-- begin --

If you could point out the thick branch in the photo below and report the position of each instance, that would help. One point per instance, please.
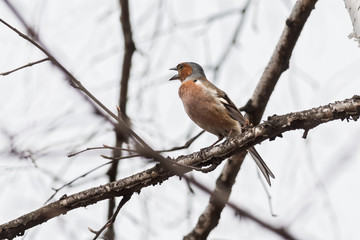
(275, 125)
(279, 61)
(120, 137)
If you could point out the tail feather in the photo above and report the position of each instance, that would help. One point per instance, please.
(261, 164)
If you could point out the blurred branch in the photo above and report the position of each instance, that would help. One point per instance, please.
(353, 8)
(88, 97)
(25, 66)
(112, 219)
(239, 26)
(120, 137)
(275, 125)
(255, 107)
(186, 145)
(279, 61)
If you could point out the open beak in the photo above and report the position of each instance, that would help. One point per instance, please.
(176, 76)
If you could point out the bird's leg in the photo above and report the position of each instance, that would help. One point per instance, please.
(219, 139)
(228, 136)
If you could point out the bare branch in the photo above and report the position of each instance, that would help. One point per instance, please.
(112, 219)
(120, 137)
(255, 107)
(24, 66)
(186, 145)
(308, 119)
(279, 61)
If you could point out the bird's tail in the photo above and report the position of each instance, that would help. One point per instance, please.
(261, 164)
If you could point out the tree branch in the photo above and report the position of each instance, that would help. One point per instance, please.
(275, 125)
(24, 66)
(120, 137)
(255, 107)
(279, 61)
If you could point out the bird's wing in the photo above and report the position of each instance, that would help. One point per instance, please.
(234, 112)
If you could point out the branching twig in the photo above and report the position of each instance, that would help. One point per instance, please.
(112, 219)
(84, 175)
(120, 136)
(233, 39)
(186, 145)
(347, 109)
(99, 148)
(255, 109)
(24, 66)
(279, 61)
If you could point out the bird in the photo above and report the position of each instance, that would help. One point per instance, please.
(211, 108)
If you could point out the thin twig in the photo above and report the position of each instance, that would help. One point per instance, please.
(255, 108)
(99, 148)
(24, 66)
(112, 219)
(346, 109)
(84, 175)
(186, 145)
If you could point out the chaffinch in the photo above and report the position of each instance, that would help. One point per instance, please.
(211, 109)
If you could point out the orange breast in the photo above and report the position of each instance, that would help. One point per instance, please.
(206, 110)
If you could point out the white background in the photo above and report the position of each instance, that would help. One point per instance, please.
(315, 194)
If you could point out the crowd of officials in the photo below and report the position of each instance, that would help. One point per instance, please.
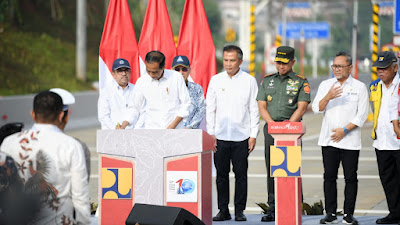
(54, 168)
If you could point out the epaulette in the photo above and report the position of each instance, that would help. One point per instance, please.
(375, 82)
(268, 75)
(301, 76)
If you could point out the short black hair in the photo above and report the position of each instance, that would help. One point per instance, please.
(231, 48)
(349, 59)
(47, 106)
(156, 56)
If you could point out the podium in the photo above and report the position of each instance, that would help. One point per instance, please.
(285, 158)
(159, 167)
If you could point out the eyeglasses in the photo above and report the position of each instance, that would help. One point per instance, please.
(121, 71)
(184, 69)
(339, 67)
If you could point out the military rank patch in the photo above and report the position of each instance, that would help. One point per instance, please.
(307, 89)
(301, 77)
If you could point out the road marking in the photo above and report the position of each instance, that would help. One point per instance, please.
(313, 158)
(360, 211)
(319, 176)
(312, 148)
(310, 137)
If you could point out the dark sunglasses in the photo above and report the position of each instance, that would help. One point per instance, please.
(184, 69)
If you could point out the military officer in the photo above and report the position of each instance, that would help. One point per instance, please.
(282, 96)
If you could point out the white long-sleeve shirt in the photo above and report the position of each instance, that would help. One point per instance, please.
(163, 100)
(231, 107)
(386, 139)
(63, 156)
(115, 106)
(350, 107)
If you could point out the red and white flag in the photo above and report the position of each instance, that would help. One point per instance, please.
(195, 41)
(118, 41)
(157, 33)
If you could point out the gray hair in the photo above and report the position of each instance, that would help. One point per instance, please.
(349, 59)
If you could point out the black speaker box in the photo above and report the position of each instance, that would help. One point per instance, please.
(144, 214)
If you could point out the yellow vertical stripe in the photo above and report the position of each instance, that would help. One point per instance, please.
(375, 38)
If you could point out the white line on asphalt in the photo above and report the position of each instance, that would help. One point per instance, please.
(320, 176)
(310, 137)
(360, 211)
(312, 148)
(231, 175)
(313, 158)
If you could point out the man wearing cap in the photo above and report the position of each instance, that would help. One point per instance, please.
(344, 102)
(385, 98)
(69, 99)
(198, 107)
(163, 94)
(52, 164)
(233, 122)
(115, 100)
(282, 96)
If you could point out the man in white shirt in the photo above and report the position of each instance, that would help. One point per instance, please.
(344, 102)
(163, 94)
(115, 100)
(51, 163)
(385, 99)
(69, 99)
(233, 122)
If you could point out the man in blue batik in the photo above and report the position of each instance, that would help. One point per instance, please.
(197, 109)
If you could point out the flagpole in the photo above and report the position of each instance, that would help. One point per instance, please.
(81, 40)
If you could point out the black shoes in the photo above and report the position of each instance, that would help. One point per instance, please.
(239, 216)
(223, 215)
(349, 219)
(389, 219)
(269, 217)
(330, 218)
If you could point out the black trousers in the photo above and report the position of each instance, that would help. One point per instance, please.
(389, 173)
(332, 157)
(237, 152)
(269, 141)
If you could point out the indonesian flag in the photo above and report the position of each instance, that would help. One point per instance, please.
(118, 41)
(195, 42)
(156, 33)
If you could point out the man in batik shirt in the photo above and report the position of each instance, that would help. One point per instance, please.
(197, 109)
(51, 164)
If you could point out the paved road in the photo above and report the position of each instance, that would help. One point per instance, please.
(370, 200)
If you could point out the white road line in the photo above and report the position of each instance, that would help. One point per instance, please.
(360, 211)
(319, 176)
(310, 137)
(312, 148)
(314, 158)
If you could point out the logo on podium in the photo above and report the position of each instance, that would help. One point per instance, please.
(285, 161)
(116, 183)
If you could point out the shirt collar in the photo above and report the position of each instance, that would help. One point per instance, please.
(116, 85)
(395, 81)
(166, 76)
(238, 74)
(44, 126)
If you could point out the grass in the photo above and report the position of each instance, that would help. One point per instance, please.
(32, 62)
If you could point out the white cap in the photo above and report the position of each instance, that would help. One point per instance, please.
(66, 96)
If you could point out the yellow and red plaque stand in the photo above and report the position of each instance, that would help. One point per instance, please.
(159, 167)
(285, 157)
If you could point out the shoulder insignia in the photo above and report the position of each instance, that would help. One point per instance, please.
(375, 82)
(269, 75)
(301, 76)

-- end --

Task requirements: Starting at the line with "If you could point out the grass", copy every line up to and including the last one in the entries above.

Solution to this task:
If you could point out the grass in the photo above and report the position of each instance, that would help. One point per instance, please.
(32, 62)
If you could point out the white cap in the photo above and report the position of each instance, that would help. One point per instance, please.
(66, 96)
If you could point out the yellow and red plaque stand in the photo above and report the position of each instance, that would help. One point per instance, please.
(159, 167)
(285, 157)
If you could point out the shoulder insignia in the photo above and report the position of each instance, that would help. One point per instance, please.
(375, 82)
(269, 75)
(301, 76)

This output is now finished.